Excerpt to read.
= = = =

If you asked me to list my “Unique Selling Points” my list might surprise you.

My favourite “skill” is my ability to think sideways.  To me – the only time when “one plus one makes two” is when you are doing maths.  Let's just say that I am the one most likely to come up with an idea that people will think is too crazy for words but which might actually give the results they are looking for.

I have been told that I make a good “Sounding Board”.  One thing I do know is that I refuse to judge other people until I have experienced them for myself.  Don't expect to be judged on what you say to me – you will be judged on how you treat me.

On the flip side of that I love finding out how people and things work.  The way to find out if I am interested in you for any reason is to wait for questions.  The more questions I ask you the more interested I am (the same goes for the more “sideways” questions I ask you).

I can be a fountain of seemingly useless information (my favourite fact that I learned recently is about Iran getting its modern name as a result of the Nazis deciding that it was the base of the “Aryan” race – the original name of Iran was along the same lines as “Aryania”).

I will always stand up for people who are marginalised.  After all, I know what it feels like to be bullied, to be Disabled, and to feel totally alone and misunderstood.

However, my favourite “Unique Selling Point” is that I am nothing special – I know how hard I have had to work to get where I am now and I know I have got a lot further to go before I can join the “Hallelujah Ineke” Club.

= = = =

Extracted records.
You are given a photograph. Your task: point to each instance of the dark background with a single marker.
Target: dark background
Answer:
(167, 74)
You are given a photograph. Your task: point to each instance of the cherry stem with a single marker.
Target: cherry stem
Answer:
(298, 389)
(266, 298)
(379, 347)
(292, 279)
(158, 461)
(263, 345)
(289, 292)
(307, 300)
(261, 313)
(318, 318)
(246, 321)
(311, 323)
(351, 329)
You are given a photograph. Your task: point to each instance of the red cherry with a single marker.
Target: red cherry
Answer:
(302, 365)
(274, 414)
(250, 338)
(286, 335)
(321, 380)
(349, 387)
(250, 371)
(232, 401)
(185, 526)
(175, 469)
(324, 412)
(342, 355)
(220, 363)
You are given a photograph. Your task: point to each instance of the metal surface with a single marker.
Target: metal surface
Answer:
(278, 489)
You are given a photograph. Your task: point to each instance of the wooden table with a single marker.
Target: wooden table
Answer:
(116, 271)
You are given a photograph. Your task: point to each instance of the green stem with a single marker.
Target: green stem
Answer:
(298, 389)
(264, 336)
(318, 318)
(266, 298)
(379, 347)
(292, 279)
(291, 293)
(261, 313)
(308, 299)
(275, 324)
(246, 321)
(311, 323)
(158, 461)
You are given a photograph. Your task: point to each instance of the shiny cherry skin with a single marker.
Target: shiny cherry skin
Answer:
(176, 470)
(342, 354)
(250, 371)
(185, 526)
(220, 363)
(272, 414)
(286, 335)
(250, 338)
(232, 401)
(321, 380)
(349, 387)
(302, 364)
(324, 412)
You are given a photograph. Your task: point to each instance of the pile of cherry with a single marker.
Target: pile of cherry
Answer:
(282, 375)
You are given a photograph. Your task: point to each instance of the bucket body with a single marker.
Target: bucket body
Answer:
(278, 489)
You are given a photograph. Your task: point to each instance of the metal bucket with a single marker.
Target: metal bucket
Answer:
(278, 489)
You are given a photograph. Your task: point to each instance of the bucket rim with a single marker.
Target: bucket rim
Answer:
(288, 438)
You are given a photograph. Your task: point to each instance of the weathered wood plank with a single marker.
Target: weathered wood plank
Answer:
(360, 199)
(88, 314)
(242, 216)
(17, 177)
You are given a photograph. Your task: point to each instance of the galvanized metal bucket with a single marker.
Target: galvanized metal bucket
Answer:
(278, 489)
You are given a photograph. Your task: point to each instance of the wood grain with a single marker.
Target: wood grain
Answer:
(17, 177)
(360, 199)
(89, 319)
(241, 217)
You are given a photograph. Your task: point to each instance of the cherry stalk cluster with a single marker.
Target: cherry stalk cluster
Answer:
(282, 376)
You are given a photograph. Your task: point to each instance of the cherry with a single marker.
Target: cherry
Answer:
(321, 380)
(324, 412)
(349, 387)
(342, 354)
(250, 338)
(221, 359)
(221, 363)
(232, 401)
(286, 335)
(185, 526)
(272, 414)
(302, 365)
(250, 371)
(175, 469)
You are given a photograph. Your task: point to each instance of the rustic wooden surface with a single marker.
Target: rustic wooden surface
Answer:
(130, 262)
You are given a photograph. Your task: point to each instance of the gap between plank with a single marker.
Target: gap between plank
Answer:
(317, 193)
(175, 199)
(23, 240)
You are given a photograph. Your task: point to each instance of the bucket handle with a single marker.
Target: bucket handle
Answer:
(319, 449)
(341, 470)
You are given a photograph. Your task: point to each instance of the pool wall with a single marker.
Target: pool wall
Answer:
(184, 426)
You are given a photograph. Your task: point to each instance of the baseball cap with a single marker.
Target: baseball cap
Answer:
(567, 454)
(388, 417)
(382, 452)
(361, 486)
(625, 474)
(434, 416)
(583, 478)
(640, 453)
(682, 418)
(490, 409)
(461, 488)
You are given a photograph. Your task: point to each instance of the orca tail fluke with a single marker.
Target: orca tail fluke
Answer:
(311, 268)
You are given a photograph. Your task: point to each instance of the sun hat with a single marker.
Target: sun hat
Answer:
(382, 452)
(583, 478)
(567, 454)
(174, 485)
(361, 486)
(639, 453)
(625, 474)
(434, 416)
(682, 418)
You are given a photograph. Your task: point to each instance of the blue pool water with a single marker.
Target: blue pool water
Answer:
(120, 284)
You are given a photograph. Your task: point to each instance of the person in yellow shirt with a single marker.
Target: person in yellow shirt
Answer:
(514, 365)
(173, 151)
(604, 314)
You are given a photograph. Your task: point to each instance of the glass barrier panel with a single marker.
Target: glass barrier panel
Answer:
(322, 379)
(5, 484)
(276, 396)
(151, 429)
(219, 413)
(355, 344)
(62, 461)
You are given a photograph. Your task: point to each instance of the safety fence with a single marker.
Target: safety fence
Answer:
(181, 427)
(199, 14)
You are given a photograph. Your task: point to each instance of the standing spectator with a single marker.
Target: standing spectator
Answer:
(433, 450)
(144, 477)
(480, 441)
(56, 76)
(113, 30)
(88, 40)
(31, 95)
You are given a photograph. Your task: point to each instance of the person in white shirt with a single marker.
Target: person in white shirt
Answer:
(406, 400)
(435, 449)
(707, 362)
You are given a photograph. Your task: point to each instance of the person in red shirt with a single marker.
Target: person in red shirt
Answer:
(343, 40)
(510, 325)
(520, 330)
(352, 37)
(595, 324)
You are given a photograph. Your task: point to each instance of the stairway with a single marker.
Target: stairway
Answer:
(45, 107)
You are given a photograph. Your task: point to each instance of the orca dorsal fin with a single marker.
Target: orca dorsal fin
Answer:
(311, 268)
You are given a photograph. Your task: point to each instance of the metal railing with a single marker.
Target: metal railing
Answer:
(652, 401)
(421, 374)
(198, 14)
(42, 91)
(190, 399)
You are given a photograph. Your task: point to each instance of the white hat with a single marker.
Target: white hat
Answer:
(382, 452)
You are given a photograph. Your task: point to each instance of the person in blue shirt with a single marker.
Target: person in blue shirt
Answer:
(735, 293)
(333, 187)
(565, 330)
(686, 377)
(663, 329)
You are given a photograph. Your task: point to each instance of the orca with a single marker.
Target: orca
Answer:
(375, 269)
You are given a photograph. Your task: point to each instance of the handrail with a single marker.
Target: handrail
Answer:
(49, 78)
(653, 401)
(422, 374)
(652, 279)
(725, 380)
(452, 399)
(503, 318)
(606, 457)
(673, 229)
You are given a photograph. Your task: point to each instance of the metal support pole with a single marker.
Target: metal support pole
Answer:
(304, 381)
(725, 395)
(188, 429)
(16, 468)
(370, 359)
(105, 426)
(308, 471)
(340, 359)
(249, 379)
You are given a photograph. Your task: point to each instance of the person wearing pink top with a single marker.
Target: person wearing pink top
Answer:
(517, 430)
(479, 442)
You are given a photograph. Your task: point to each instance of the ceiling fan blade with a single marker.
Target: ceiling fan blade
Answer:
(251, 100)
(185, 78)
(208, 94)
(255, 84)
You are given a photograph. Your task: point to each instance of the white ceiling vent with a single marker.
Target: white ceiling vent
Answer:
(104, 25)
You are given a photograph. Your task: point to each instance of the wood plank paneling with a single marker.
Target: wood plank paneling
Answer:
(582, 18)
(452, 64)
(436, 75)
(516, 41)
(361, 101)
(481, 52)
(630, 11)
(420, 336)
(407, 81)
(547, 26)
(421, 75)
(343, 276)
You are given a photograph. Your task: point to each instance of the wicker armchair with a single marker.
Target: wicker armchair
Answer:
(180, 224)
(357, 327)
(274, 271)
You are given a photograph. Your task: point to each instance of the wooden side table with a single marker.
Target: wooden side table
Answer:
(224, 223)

= = = =

Things to do.
• A. Copy the passage from "On the flip" to "alone and misunderstood.", swapping "fountain" for "well".
• B. According to the passage, how can someone tell whether the writer is interested in them?
Work only from the passage itself.

Solutions per task.
• A.
On the flip side of that I love finding out how people and things work.  The way to find out if I am interested in you for any reason is to wait for questions.  The more questions I ask you the more interested I am (the same goes for the more “sideways” questions I ask you).

I can be a well of seemingly useless information (my favourite fact that I learned recently is about Iran getting its modern name as a result of the Nazis deciding that it was the base of the “Aryan” race – the original name of Iran was along the same lines as “Aryania”).

I will always stand up for people who are marginalised.  After all, I know what it feels like to be bullied, to be Disabled, and to feel totally alone and misunderstood.

• B. The writer asks them questions, and the more questions the writer asks, the more interested the writer is.